**Exercice 1:** D'après l'évocation du poète ci-dessous, pourquoi décide-t-il, une fois bachelier, d'aller aux Beaux-Arts à Paris ? Répondez en une à trois phrases.

**Extrait du texte:**
"""

Evocation par Jean-Denis Touzot
Voici un poète maudit, presque oublié de nos jours, un « gueux » comme on disait alors, et qui eut le privilège de croiser sur sa route Rimbaud, Verlaine, Forain, Bourget, Ponchon, Richepin, Cros, Mallarmé et bien d’autres lorsque dans sa jeunesse il faisait partie du groupe, des « Vivants ». Né à Pourrières en 1851 et mort dans ce même village du Var en 1920, il commence ses études au petit séminaire d’Aix-en-Provence, croyant embrasser la prêtrise à cette époque ; « Mes oncles à Aix auraient été heureux de me voir devenir prêtre », mais sa destinée est ailleurs et il décide « bachelier, j’irai alors aux Beaux-Arts à Paris, car c’est à Paris, là et pas ailleurs, que je veux vivre ». Il s’y installe à l’automne 1872, 16 rue de Vaugirard, fréquente « rapins chevelus, poètes faméliques, gazetiers à la ligne et filles à bon marché » et dans le secret commence à composer de nombreux poèmes. Il fait rapidement la connaissance de Jean Richepin, l’auteur de la « Chanson des Gueux » puis de Charles Cros avec lesquels il déjeune souvent chez « Polydore », célèbre cantine de quartier qui existe toujours rue Monsieur le Prince. C’est à Richepin qu’il révèle l’un de ses premiers écrits, qui pourrait se comprendre comme une émulation directe, et qu’il intitule : « La chanson du mendiant ». Son refrain « Je fais mon train, en mendiant mon pain » est particulièrement évocateur comme la suite : « Je n’ai qu’une chemise pour mon équipement, et quand vient la lessive, je la sèche au beau temps. Quand je vais à l’église on me fait comme au roi : tout le monde s’empresse de s’éloigner de moi. Ce qu’on voit à ma suite, à mon enterrement, ce sont les poux, les puces qui s’en vont en pleurant ». Cette première poésie renferme la clé mystérieuse du personnage, qui présentant physiquement de beaux traits, ne résiste pas à la tentation des femmes ni des cercles, mais qui porte en lui les germes de sa fin, une vie épurée, orientée vers l’au-delà dans la misère, l’errance et la frugalité.

"""

**Exercice 2:** Transcrivez à l'identique toutes les lignes des enregistrements ci-dessous, en laissant les images de côté dans votre réponse.

**Enregistrements à traiter:**
"""

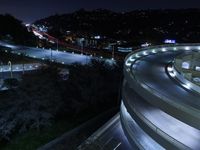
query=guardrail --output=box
[172,60,200,94]
[124,44,200,129]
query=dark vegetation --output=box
[36,9,200,46]
[0,60,122,149]
[0,14,36,46]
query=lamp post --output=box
[112,45,115,59]
[56,39,58,51]
[8,61,13,78]
[1,62,3,79]
[50,48,53,61]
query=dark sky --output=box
[0,0,200,23]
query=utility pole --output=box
[8,61,13,78]
[112,45,115,59]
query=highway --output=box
[0,63,41,90]
[121,44,200,150]
[0,41,91,64]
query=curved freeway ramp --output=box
[120,44,200,150]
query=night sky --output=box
[0,0,200,23]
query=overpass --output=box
[120,44,200,150]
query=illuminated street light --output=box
[8,61,13,78]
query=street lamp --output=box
[56,39,58,51]
[50,48,53,61]
[8,61,13,78]
[1,61,3,79]
[112,45,115,59]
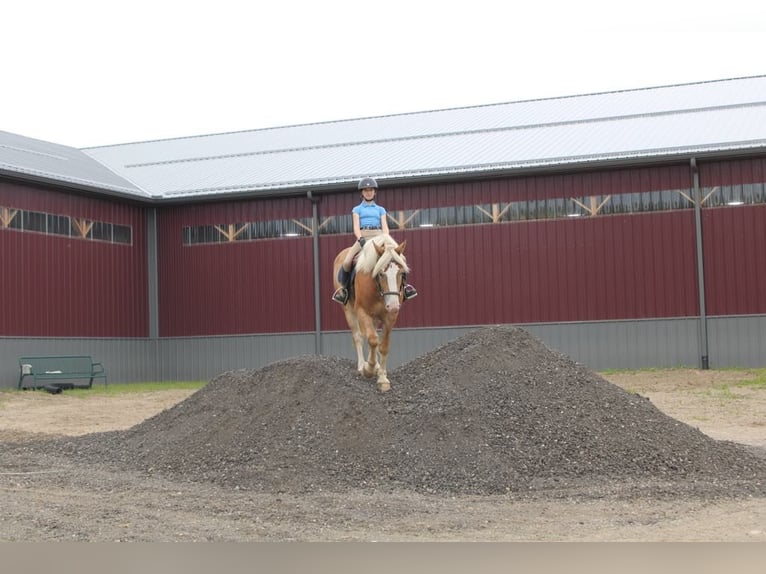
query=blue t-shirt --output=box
[351,201,386,227]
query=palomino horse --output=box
[333,235,409,392]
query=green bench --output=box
[19,355,106,390]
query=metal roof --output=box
[0,76,766,199]
[0,131,148,197]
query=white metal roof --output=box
[0,131,147,197]
[0,76,766,199]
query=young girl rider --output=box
[332,177,418,305]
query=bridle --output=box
[375,261,407,299]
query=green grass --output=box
[0,381,207,396]
[84,381,207,395]
[737,369,766,389]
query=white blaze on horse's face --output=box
[380,263,400,313]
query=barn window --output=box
[0,207,133,245]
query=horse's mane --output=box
[356,235,410,275]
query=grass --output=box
[737,369,766,389]
[0,381,207,396]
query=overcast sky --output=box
[0,0,766,148]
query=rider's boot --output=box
[332,265,351,305]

"""

**Réponse 1:** Il choisit les Beaux-Arts à Paris parce que c'est à Paris, et nulle part ailleurs, qu'il veut vivre. Il renonce ainsi à la prêtrise que ses oncles d'Aix auraient aimé lui voir embrasser.

**Réponse 2:**
query=guardrail --output=box
[172,60,200,94]
[124,44,200,129]
query=dark vegetation --output=box
[36,9,200,46]
[0,60,122,149]
[0,14,36,46]
query=lamp post --output=box
[112,45,115,59]
[56,39,58,51]
[8,61,13,78]
[1,62,3,79]
[50,48,53,61]
query=dark sky --output=box
[0,0,200,23]
query=utility pole --output=box
[8,61,13,78]
[112,45,115,59]
query=highway --output=box
[0,63,41,90]
[121,44,200,150]
[0,41,91,64]
query=curved freeway ramp --output=box
[120,44,200,150]
query=night sky --output=box
[0,0,200,23]
query=overpass --output=box
[120,44,200,150]
query=illuminated street light --output=box
[8,61,13,78]
query=street lamp --output=box
[56,39,58,51]
[50,48,53,61]
[8,61,13,78]
[1,61,3,79]
[112,45,115,59]
query=blue t-shirt --output=box
[351,201,386,227]
query=palomino horse --output=box
[333,235,409,392]
query=green bench --output=box
[19,355,106,390]
query=metal roof --output=box
[0,76,766,199]
[0,131,148,197]
query=white metal roof --output=box
[0,131,147,197]
[0,76,766,199]
query=young girl rider --output=box
[332,177,418,305]
query=bridle --output=box
[375,261,407,299]
query=green grass --output=box
[0,381,207,396]
[84,381,207,395]
[737,369,766,389]
query=white blaze on horse's face --output=box
[380,263,400,313]
query=barn window --output=box
[0,207,133,245]
query=horse's mane --output=box
[356,235,410,275]
query=grass --output=box
[737,369,766,389]
[0,381,207,396]
query=overcast sky --output=box
[0,0,766,148]
query=rider's boot --output=box
[332,265,351,305]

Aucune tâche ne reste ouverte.